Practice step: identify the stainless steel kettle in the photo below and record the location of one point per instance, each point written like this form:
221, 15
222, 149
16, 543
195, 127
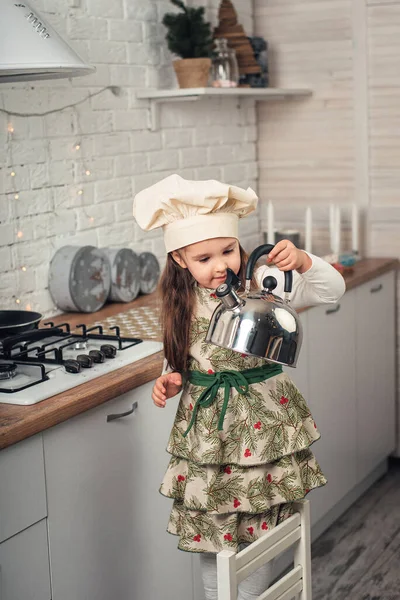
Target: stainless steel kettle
257, 323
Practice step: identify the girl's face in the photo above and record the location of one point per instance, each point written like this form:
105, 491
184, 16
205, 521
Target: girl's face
208, 260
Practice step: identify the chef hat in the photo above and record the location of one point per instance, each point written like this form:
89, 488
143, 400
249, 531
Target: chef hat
192, 211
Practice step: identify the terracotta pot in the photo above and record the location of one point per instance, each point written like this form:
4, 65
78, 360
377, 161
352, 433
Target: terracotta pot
192, 72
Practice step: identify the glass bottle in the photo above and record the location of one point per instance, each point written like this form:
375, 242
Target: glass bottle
234, 68
221, 64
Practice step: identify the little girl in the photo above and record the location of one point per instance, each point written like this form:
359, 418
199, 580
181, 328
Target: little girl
232, 481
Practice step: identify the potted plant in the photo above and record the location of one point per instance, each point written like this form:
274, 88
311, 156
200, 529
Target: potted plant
189, 36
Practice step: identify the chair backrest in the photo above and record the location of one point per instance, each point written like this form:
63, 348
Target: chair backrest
294, 531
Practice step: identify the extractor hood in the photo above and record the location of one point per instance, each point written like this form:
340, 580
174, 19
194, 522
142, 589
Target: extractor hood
30, 49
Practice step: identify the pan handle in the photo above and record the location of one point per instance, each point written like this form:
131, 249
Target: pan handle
29, 336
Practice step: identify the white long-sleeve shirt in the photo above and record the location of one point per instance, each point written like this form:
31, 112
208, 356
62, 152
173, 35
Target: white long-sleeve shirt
321, 284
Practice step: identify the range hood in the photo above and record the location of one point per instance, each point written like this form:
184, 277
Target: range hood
30, 49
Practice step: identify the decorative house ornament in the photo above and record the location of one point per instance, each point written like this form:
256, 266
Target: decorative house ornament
229, 28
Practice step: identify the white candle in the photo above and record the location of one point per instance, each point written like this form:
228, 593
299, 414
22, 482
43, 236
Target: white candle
308, 234
354, 228
270, 217
332, 226
337, 231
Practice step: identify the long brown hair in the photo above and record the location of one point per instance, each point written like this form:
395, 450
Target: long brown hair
177, 302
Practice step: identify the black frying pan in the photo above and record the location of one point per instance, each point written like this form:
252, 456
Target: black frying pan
13, 322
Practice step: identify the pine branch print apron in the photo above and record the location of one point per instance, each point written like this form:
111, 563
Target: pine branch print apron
________
Only the lines from the one that contains "Practice step: identify the pan" to the end of the entries above should be given again, exactly and in full.

Practice step: identify the pan handle in the photo above and record the location of one point per instance, each point written like this form:
131, 249
Target: pan handle
29, 336
Practice step: identify the white long-sleeve shirt in the photo above and record the location of one point per instance, each point written like this form:
31, 112
208, 356
62, 152
173, 35
Target: white long-sleeve shirt
321, 284
Practice step: identify the range hood in the photo above and record the location of one point per instance, each point written like this form:
184, 277
Target: range hood
30, 49
Practice step: identify the decorative house ornament in the photo above and record the location of one point per instance, each point written like this form:
256, 266
Target: decorative house ornament
229, 28
Practice step: identify the white candle in the photo above and record the location of one point per instance, each point written like this form:
228, 593
299, 414
22, 482
43, 236
Target: white candle
308, 234
354, 228
270, 217
332, 226
337, 231
Practice step: identify the long brown hair in the photo above and record the location of one point per instance, each point written like this form:
395, 450
Target: long brown hair
177, 302
Practice step: identify the black frying pan in the photo above and record the location of one point per instance, each point written like this form:
252, 456
Target: black frying pan
13, 322
Practice step: identify the pine branch print apron in the photo above and record the location of one point per instance, each point written like this form:
111, 563
Target: pine branch print apron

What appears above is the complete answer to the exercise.